(Dataset entries)
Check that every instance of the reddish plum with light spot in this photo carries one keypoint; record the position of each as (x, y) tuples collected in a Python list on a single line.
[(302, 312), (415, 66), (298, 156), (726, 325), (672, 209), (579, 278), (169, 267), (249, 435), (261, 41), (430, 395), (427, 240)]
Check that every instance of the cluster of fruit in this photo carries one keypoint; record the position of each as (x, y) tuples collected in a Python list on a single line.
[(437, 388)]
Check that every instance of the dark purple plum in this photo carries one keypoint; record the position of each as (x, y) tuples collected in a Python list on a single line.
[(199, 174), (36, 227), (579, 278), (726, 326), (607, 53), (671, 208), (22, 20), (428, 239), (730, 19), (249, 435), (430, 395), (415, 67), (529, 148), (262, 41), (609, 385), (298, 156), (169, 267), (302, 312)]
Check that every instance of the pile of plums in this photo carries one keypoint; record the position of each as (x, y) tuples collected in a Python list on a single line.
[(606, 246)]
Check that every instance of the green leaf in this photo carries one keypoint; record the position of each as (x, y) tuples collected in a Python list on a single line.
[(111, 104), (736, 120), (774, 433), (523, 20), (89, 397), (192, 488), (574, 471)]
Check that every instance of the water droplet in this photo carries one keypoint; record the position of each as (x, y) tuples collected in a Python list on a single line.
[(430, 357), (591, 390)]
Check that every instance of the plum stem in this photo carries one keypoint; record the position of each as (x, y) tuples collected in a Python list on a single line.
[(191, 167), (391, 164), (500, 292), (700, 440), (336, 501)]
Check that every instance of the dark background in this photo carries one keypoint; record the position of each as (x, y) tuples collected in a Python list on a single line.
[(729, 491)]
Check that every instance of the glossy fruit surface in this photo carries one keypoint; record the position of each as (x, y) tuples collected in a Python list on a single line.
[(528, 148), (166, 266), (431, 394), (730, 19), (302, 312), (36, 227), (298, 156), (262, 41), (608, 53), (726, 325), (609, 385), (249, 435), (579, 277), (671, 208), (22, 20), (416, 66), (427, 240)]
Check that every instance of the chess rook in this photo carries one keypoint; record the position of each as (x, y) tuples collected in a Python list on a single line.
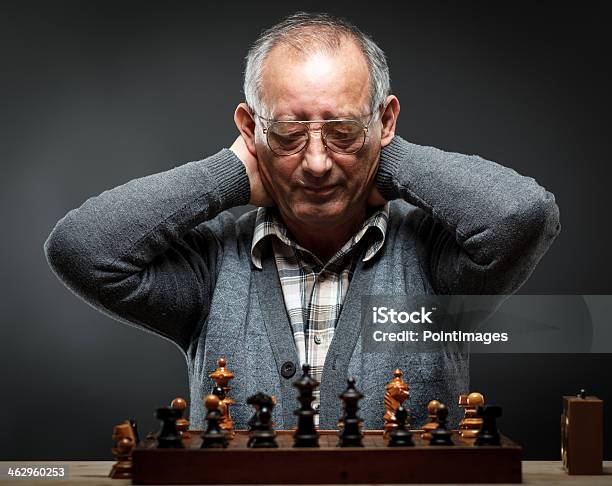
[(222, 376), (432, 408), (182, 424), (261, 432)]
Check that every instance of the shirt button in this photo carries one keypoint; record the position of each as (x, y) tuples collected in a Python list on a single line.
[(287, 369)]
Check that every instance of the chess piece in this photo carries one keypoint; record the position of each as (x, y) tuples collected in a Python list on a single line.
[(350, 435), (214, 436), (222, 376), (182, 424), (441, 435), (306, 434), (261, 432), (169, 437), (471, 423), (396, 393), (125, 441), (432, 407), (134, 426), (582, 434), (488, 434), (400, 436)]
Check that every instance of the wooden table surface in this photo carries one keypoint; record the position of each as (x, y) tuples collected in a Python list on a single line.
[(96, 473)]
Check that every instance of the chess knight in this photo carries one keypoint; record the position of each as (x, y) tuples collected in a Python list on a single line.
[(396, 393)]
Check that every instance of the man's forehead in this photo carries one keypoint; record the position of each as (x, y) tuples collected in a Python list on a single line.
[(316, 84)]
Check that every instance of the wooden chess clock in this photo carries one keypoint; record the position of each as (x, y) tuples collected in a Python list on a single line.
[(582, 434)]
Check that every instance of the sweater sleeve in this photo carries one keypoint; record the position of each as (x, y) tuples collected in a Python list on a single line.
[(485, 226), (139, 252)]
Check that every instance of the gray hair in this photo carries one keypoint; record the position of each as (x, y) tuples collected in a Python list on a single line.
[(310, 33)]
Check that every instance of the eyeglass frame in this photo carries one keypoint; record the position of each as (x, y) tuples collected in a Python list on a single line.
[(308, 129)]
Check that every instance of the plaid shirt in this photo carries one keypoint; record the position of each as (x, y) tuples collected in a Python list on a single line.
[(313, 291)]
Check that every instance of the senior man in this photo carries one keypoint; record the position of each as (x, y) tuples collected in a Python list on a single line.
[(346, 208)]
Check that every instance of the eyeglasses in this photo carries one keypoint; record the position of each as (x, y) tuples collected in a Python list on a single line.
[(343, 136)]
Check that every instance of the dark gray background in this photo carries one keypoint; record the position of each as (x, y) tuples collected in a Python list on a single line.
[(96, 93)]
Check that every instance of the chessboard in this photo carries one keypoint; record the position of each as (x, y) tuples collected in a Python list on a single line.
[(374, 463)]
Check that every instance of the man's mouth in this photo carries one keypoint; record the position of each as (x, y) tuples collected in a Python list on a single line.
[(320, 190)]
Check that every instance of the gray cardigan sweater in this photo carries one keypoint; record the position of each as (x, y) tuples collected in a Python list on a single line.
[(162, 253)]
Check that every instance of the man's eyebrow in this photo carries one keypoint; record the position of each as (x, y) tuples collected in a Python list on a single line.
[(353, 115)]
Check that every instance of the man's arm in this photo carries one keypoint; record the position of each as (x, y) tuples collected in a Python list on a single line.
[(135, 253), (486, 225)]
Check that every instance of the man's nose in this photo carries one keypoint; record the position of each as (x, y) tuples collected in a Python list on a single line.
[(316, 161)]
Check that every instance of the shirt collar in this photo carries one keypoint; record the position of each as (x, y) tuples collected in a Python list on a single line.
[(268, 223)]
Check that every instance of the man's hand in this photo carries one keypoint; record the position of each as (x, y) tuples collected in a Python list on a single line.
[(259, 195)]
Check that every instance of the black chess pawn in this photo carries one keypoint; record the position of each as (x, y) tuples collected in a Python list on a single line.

Exercise goal
Give back every entry in its exact wording, leaving the pictures out.

Your solution
Check that every instance of the reddish plum with light spot in this photo carries one keypoint; record the position of each as (x, y) tuples collected in a Python list on a single line.
[(302, 312), (415, 66), (298, 156), (726, 325), (672, 209), (579, 278), (169, 267), (249, 435), (261, 41), (430, 395), (427, 240)]
Check that every instance of the cluster of fruit in this photo carries one keypoint; record the position of each as (x, y) tuples collected in a Python list on a single line.
[(437, 388)]
Check that every instance of the dark purple plum in this photo carries one keypoint; record the position of each as (x, y) tuples collected in a Python list on a single line.
[(199, 174), (36, 227), (579, 278), (726, 326), (607, 53), (671, 208), (22, 20), (428, 239), (730, 19), (249, 435), (430, 395), (415, 67), (529, 148), (262, 41), (609, 385), (298, 156), (169, 267), (302, 312)]
Check that every instance of the pile of plums in this photo carries one keypoint; record the position of each as (x, y) tuples collected in a Python list on a single line.
[(606, 246)]
Check that every instance of the green leaf in this photo carries one keypoint; record the position of each as (x, y) tuples collected in a Python list on a single line.
[(111, 104), (736, 120), (774, 433), (523, 20), (89, 397), (192, 488), (574, 471)]
Check that every instance of the water droplet in this photo carries one keypoint; record the position of each as (x, y) tuples collected in a Python list on a single line.
[(430, 357), (591, 390)]
Check that every instance of the plum stem in this photo carries one keypoint; record the position of each as (x, y) tuples collected in a Python list on a single line.
[(191, 167), (391, 164), (500, 292), (700, 440), (336, 501)]
Check that every instance of the dark background in this photo carries one keypoint; record the position of each as (x, y) tuples collected in a Python list on a single line.
[(729, 491)]
Check that every instance of the glossy fruit surface in this photo carries one keypoint; record the position of each as (x, y) tuples collected in a Python list on a single line.
[(528, 148), (166, 266), (431, 394), (730, 19), (302, 312), (36, 227), (298, 156), (262, 41), (608, 53), (726, 325), (609, 385), (249, 435), (579, 277), (671, 208), (22, 20), (416, 66), (427, 240)]
Check that every instance of the chess rook in this photo carries one keypoint; record the position of each as (x, y) tuples collected in a Python list on a single line.
[(222, 376), (432, 408), (182, 424), (261, 432)]
Check that every instance of the shirt button in this photo carries one keypoint; record the position of each as (x, y) tuples collected in a Python list on a single line.
[(287, 369)]
Check that every instance of the chess piece in this photo carries one keypoint; record the position of each as (x, y) tuples collected in a Python list on a single line.
[(350, 435), (214, 436), (222, 376), (182, 424), (441, 435), (306, 434), (261, 432), (169, 437), (471, 423), (396, 393), (125, 441), (432, 407), (134, 426), (582, 434), (488, 434), (400, 436)]
Check that every instance of the wooden table surface in this photo carries one keypoint; record the position of each as (x, y) tuples collected in a Python list on a single line.
[(96, 473)]
Check that every instance of the chess knight in this photo carries one keypoint; record the position of each as (x, y) tuples collected in a Python list on a single line.
[(396, 393)]
Check that every instance of the man's forehead in this photo carries one keypoint; record the position of each as (x, y) tuples collected in a Python list on a single line.
[(316, 84)]
Check that every instance of the wooden chess clock in this photo carries one keypoint; record the position of each as (x, y) tuples collected in a Python list on a single line.
[(582, 434)]
Check that every instance of the sweater sleeve in this photo carries one keypoint; record the position of each as (x, y) tuples collected in a Python list on a single line.
[(485, 226), (139, 252)]
Check that every instance of the gray hair in this photo carries one keypoint; record the position of each as (x, y) tuples collected in a Python list on a single line.
[(310, 33)]
Check that every instance of the eyeglass frame in this photo carries one keypoint; record the position of each as (x, y) tuples collected in a Python list on a single line.
[(308, 129)]
Check that every instance of the plaid shirt in this photo carries one keypoint; record the position of each as (x, y) tuples collected in a Python list on a single line.
[(313, 291)]
Check that every instance of the senior man in this photo carries one keypoint; record the position of each as (x, y) tuples collected in a Python list on a single line.
[(346, 208)]
Check that every instance of the eyeglasses in this photo carries one keypoint; record the position of each as (x, y) tuples collected in a Python list on a single line.
[(343, 136)]
Check that every instance of the dark gray background in this photo carries one keypoint; record the position of each as (x, y) tuples collected in a Python list on a single line.
[(96, 93)]
Check that every instance of the chessboard in this photo carries one keypoint; record the position of each as (x, y) tuples collected in a Python list on a single line.
[(374, 463)]
Check that every instance of the man's mouth in this photo carries one keypoint; record the position of each as (x, y) tuples collected in a Python list on a single line.
[(320, 190)]
Check that every instance of the gray cardigan sweater in this photo carries one keypoint; record the position of each as (x, y) tuples collected in a Python list on a single line.
[(162, 253)]
Check that every instance of the man's eyebrow in this photo carries one keypoint; record the position of each as (x, y) tuples collected in a Python list on a single line.
[(353, 115)]
Check that every instance of the man's arm in this photo carries one keypoint; record the position of each as (x, y) tuples collected in a Python list on a single line.
[(135, 253), (486, 225)]
Check that every instance of the man's nose in this photo carries one keypoint; record the position of each as (x, y) tuples collected in a Python list on a single line.
[(316, 161)]
Check that every instance of the shirt collar in this photo carries one keypoint; record the position of each as (x, y) tuples collected in a Python list on a single line.
[(268, 223)]
Check that every instance of the man's hand in this photo carries one keypoint; record the position of each as (x, y) tuples collected in a Python list on a single line.
[(259, 195)]
Check that every instance of the black chess pawn in this photo carries one keypoint; record the position of each as (x, y) tuples collected in a Python list on a single line.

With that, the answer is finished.